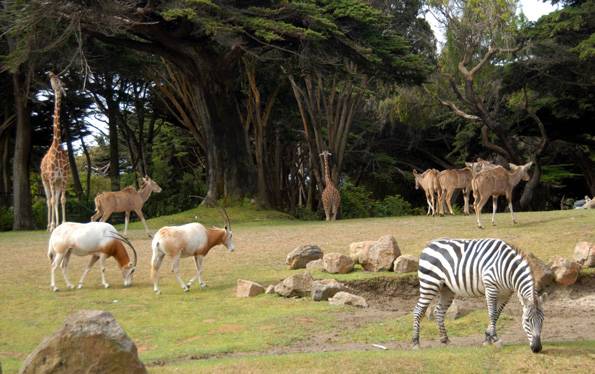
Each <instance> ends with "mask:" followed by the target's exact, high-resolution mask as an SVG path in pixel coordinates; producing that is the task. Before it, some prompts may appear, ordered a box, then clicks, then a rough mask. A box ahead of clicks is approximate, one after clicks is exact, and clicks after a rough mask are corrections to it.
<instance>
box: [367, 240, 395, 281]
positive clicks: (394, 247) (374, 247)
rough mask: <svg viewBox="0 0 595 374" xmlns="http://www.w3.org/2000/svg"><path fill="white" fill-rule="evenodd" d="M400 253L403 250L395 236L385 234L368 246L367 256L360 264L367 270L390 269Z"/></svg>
----
Please output every record above exactly as written, leaving out the pictures.

Each <instance> ends with "mask:" followed by the target's exact, high-resolution mask as an SVG path in pixel coordinates; producing that is the task. Before it, some prompts may appear, ordered a box, then clicks, then a rough mask. A box ahead of clicks is approximate, one after clicks is exact, and clicks after a rough mask are corrections to it.
<instance>
box: [367, 240, 395, 281]
positive clicks: (394, 247) (374, 247)
rough mask: <svg viewBox="0 0 595 374" xmlns="http://www.w3.org/2000/svg"><path fill="white" fill-rule="evenodd" d="M400 253L403 250L395 236L385 234L368 246L367 256L360 264L367 270L390 269Z"/></svg>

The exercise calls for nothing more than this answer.